- **Task statement**:
An exact copy of every record is the required answer.

- **Information supplied**:
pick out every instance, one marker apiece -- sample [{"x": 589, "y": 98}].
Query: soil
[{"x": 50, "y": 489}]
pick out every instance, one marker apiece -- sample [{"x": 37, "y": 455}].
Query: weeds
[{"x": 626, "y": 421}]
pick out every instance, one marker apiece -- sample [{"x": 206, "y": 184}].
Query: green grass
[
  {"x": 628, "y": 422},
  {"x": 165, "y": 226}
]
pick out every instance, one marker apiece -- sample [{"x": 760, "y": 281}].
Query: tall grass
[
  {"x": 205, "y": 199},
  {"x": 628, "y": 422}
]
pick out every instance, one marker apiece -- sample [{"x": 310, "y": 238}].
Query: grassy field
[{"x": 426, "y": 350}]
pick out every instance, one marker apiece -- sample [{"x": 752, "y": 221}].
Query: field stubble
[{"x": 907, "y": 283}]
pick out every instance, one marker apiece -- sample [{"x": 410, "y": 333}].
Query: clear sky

- **Answer to this exercise**:
pick out every instance, one marker apiece -- sample [{"x": 589, "y": 98}].
Query: soil
[{"x": 50, "y": 489}]
pick out every instance, one marker apiece -- sample [{"x": 37, "y": 455}].
Query: weeds
[{"x": 626, "y": 421}]
pick out every instance, one marker apiece -- sample [{"x": 206, "y": 184}].
Query: green grass
[
  {"x": 628, "y": 422},
  {"x": 165, "y": 226}
]
pick out every instance, one marker apiece -- sample [{"x": 760, "y": 281}].
Query: tall grass
[
  {"x": 205, "y": 199},
  {"x": 628, "y": 422}
]
pick out every instance, one marker apiece -- sample [{"x": 310, "y": 238}].
Query: grassy field
[{"x": 426, "y": 350}]
pick out every instance, one marker apiece -- sample [{"x": 752, "y": 221}].
Query: field stubble
[{"x": 907, "y": 283}]
pick out every instance, one marker apiece -- sample [{"x": 410, "y": 333}].
Query: clear sky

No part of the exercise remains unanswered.